Elenca tutti i nomi propri di persona presenti nel brano su Dante e Cavalcante, riportando ciascuno una sola volta.

_BRANO DEL DOCUMENTO_.
============================================================
Interrompendo lo scambio di battute fra Dante e Farinata, sporge il suo capo dalla medesima tomba un altro dannato. Dalle sue parole il Poeta comprende che si tratta dell’ombra di Cavalcante Cavalcanti, padre del suo amico Guido e consuocero di Farinata:

 
pag. 141 – 146, vv. 52 – 72
Allor surse alla vista scoperchiata
un’ombra lungo questa infino al mento:
credo che s’era in ginocchie levata.
 
Dintorno mi guardò, come talento
avesse di veder s’altri era meco;
e poi che il sospecciar fu tutto spento,
 
piangendo disse: “Se per questo cieco
carcere vai per altezza d’ingegno,
mio figlio ov’è? perché non è ei teco?”
 
E io a lui: “Da me stesso non vegno:
colui ch’attende là, per qui mi mena
forse cui Guido vostro ebbe a disdegno.”
 
Le sue parole e ‘l modo della pena
m’avean di costui già letto il nome;
però fu la risposta così piena.
============================================================
(Voci di dati)

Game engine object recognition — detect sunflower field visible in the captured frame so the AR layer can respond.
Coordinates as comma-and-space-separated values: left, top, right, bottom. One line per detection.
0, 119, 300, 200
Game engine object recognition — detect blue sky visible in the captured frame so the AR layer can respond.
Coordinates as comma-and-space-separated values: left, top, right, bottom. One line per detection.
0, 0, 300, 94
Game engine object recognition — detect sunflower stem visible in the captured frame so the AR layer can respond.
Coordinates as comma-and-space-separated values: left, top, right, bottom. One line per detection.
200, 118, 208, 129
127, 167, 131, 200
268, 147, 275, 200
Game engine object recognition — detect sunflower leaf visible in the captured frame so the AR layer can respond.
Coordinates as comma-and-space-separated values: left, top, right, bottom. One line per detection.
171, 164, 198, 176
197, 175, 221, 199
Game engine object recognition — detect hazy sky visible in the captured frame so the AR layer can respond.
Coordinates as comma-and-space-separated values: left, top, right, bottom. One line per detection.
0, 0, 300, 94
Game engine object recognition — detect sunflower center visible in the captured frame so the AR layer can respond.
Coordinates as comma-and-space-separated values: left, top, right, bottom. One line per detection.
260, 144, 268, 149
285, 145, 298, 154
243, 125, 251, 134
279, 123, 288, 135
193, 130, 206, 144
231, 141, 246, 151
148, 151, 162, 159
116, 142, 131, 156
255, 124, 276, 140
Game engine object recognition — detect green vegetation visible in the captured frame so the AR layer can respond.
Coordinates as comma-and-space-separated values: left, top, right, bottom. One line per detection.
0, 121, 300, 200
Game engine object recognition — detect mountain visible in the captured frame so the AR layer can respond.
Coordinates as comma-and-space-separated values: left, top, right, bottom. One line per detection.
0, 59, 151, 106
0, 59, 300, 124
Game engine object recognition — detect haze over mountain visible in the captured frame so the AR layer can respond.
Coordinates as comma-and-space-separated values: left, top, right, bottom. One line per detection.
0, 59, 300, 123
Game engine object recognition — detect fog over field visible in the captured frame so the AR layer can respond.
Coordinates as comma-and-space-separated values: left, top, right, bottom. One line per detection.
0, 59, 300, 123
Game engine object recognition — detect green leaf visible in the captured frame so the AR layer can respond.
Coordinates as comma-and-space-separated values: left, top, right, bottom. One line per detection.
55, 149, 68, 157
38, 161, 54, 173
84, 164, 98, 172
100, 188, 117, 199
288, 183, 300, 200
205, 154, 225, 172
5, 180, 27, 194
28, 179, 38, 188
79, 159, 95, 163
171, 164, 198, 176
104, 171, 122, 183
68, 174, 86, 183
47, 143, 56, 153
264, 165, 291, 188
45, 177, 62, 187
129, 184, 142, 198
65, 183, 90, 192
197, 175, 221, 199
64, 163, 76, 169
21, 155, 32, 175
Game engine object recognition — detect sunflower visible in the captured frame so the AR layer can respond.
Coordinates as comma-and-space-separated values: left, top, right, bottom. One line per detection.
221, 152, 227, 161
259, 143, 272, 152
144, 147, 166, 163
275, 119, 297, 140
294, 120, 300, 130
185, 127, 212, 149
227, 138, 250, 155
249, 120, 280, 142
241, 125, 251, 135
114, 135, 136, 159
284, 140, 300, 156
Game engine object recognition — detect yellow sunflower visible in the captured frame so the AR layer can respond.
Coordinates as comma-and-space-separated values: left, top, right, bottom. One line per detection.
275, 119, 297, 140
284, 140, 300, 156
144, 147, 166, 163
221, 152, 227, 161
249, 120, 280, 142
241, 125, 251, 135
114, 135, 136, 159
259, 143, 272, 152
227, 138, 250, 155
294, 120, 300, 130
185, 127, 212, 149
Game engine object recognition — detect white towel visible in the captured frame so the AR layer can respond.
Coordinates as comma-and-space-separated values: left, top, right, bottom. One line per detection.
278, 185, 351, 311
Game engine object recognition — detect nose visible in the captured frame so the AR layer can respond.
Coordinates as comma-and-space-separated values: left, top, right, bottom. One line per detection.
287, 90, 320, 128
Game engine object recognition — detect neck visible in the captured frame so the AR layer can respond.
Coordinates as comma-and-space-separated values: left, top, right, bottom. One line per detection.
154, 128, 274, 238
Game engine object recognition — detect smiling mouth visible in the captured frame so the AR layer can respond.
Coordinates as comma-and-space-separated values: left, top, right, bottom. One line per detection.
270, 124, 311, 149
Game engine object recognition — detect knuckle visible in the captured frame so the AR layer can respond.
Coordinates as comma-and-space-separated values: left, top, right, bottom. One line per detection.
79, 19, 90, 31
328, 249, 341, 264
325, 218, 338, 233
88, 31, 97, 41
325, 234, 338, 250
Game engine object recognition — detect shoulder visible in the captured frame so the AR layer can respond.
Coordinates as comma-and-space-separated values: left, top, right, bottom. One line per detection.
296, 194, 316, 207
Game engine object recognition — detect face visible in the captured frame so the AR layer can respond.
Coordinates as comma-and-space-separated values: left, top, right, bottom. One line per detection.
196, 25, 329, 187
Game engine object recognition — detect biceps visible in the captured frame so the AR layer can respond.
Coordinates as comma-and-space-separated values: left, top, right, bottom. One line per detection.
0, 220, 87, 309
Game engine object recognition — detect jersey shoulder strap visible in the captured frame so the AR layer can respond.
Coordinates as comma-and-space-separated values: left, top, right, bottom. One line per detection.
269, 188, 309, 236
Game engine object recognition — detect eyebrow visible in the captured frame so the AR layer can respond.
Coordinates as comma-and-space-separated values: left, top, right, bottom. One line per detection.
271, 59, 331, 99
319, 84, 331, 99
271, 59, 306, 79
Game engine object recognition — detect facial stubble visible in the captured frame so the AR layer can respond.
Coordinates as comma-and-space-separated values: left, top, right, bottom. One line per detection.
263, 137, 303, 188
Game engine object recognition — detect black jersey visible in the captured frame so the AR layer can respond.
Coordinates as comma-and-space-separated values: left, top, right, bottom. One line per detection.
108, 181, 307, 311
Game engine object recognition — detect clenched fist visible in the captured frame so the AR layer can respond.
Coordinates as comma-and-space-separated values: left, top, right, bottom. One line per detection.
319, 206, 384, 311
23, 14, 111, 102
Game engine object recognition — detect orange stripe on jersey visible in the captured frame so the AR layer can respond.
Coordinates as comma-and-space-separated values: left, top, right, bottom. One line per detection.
============================================================
_SOLUZIONE_.
Dante, Farinata, Cavalcante Cavalcanti, Guido